Notice that these general features are similar to
those expected for the longitudinally polarized FF,
$\Delta D_{\Lambda/q}(z)$, in the well-known
Burkardt-Jaffe model.~\cite{buja93}

\section{$P_{_T}^\Lambda$ and $P_{_T}^{\bar\Lambda}$
in semi-inclusive DIS at $x_{_F}>0$}

We want now to extend our analysis to the case of $\Lambda$ polarization
in unpolarized semi-inclusive DIS (SIDIS),
$\ell p\to \ell'\Lambda^\uparrow\, X$.
%Notice that in inclusive hadronic production the
%intrinsic transverse momentum of the $\Lambda$ with respect to the
%fragmenting quark is integrated over and what is observed is the
%$p_{_T}$ momentum of the $\Lambda$ with respect to the colliding beams
%(which by the way plays the role of the hard scale).
We neglect the intrinsic $\mbox{\boldmath$k$}_\perp$ effects in
the unpolarized initial proton. Then, at leading twist and leading order,
in the virtual boson-proton c.m. reference frame the virtual boson-quark
scattering is collinear, and the intrinsic transverse momentum of the
$\Lambda$ with respect to the fragmenting quark and its observed
transverse momentum $\mbox{\boldmath$p$}_T$ coincide.
To study $P_{_T}^\Lambda(x_{_F},p_{_T})$ in the SIDIS case we then need the full
$\mbox{\boldmath$k$}_\perp$ dependence of the polarizing FF.

## Entries supplied
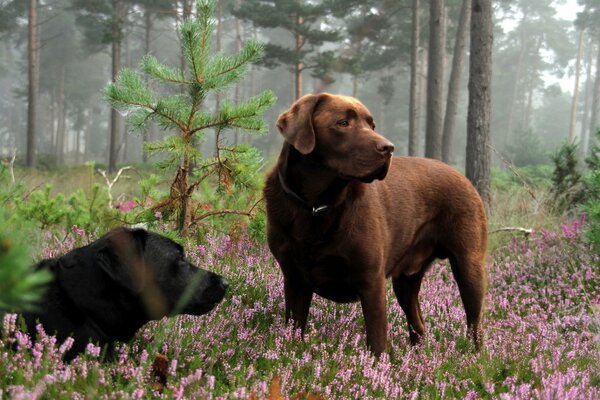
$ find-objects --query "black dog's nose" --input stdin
[376,139,394,154]
[219,278,229,290]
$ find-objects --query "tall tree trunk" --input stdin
[233,4,242,146]
[569,29,583,143]
[48,85,58,158]
[408,0,421,156]
[522,37,543,129]
[503,19,527,147]
[56,64,66,165]
[75,105,84,164]
[589,35,600,151]
[294,15,304,100]
[26,0,38,167]
[142,5,154,164]
[465,0,493,214]
[108,0,121,172]
[442,0,471,164]
[425,0,445,160]
[579,40,600,157]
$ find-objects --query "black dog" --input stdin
[24,228,228,360]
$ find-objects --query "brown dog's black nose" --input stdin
[219,278,229,290]
[376,139,394,154]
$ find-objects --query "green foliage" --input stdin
[583,130,600,253]
[15,184,116,231]
[552,143,582,210]
[105,0,275,232]
[0,165,50,315]
[506,129,550,167]
[492,165,553,191]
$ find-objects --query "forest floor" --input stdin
[0,167,600,400]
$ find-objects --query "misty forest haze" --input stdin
[0,0,600,174]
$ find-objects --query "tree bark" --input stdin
[569,29,583,143]
[466,0,493,214]
[408,0,421,156]
[589,37,600,151]
[56,64,66,165]
[579,40,594,158]
[522,37,543,129]
[233,4,242,146]
[26,0,38,168]
[442,0,471,164]
[294,15,304,100]
[108,0,121,172]
[142,5,154,164]
[503,18,527,147]
[425,0,445,160]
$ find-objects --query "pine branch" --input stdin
[205,41,264,89]
[190,90,275,134]
[141,54,192,85]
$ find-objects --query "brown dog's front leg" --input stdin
[283,276,313,334]
[360,276,387,356]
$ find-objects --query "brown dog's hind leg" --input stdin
[450,256,487,349]
[283,277,313,334]
[392,268,425,345]
[359,276,387,356]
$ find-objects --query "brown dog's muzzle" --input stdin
[375,137,394,157]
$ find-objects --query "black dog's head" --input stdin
[24,228,228,358]
[57,228,228,320]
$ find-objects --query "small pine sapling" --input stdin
[105,0,275,233]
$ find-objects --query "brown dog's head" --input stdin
[277,93,394,182]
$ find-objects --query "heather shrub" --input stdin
[552,143,583,210]
[583,130,600,252]
[0,219,600,400]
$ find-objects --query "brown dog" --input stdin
[264,93,487,354]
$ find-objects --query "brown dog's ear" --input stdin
[277,94,320,155]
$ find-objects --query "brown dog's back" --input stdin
[264,94,487,353]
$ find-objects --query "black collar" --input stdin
[277,169,331,217]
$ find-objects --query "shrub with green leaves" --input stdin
[552,143,583,210]
[0,165,50,316]
[583,130,600,253]
[105,0,275,232]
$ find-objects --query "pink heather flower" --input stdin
[140,349,148,364]
[117,200,137,213]
[169,360,177,376]
[0,314,17,338]
[85,343,102,357]
[58,337,75,354]
[71,225,86,237]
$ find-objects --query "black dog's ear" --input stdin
[96,229,148,293]
[277,94,321,155]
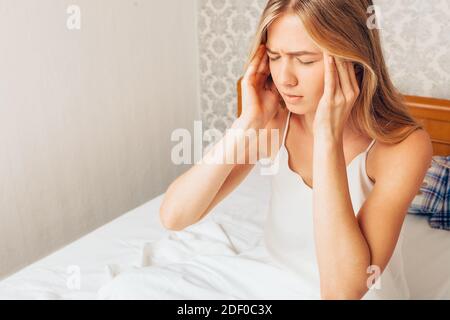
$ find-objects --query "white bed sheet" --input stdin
[0,166,450,299]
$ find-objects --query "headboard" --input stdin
[237,78,450,156]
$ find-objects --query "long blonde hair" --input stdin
[244,0,423,144]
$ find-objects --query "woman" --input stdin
[161,0,432,299]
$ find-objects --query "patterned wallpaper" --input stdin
[198,0,450,132]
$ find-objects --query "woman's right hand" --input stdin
[240,45,281,128]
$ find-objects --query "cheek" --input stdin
[303,66,324,99]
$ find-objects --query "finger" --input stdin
[257,48,269,73]
[323,52,336,97]
[336,58,353,101]
[348,63,360,96]
[256,49,270,86]
[244,45,264,81]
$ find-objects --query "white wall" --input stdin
[0,0,200,277]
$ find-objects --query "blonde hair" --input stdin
[244,0,423,144]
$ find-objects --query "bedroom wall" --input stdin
[0,0,199,278]
[199,0,450,132]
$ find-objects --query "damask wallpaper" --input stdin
[198,0,450,132]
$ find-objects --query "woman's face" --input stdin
[266,14,324,114]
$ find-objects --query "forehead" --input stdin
[267,13,321,52]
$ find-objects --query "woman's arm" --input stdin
[160,46,280,230]
[313,53,433,299]
[313,130,433,299]
[160,119,259,230]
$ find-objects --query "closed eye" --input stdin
[269,57,315,65]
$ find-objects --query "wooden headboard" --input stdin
[237,79,450,156]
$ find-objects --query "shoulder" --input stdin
[374,129,433,183]
[261,108,289,160]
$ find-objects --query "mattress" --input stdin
[0,165,450,299]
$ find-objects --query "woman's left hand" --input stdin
[313,52,360,141]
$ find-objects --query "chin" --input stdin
[286,103,313,114]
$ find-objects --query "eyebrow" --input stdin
[266,47,320,56]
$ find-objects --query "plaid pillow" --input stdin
[408,156,450,230]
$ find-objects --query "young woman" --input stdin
[160,0,432,299]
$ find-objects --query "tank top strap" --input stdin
[281,111,291,146]
[365,139,376,153]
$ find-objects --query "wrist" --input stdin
[231,116,262,130]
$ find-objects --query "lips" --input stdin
[284,93,302,98]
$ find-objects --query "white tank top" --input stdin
[264,112,409,299]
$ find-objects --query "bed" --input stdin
[0,92,450,299]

## Task instructions
1. Can you rewrite everything in the Lambda polarization text from "We want now" down to "p\to \ell'\Lambda^\uparrow\, X$.", putting "spin-averaged" wherever "unpolarized" appears?
2. According to the Lambda polarization text, which well-known model is expected to show general features similar to those described?
3. Continue the Lambda polarization text from where it stops.

## Answers to the exercise
1.
We want now to extend our analysis to the case of $\Lambda$ polarization
in spin-averaged semi-inclusive DIS (SIDIS),
$\ell p\to \ell'\Lambda^\uparrow\, X$.

2. The Burkardt-Jaffe model.

3.
% rather
%than their expression at an effective, average value., as for the
%$p p\to\Lambda\,X$ case.
To this end we consider a simple gaussian parameterization,
defining

\vspace{-6pt}

\begin{eqnarray}
D_{\Lambda/q}(z,k_\perp) &=&
\frac{d(z)}{M^2}\,\exp\Bigl[\,-\frac{k_\perp^{\!\ 2}}{M^2 f(z)}\,\Bigr]\,,
\label{dkga}\\
\Delta^{\!N}\!D_{\Lambda^\uparrow\!/q}
 (z,\mbox{\boldmath $k$}_\perp) &=&
 \frac{\delta(z)}{M^2}\,\frac{k_\perp}{M}\,
 \exp\Bigl[\,-\frac{k_\perp^{\!\ 2}}{M^2 \varphi(z)}\,\Bigr]\,\sin\phi\,,
\label{dedkga}
\end{eqnarray}       

\noindent
where $\phi$ is the azimuthal angle between the $\Lambda$
intrinsic transverse momentum and the polarization vector.
We use the general relations
$\int d^2k_\perp D_{\Lambda/q}(z,k_\perp) = D_{\Lambda/q}(z)$,
$\int d^2k_\perp\,k_\perp^{\!\ 2}\, D_{\Lambda/q}(z,k_\perp) =
\langle k_\perp^{\!\ 2}(z)\rangle\,D_{\Lambda/q}(z)$.
By imposing the positivity bound
$|\Delta^{\!N}\!D_{\Lambda^\uparrow\!/q}
(z,\mbox{\boldmath$k$}_{\perp})|\ /\ D_{\Lambda/q}(z,k_\perp)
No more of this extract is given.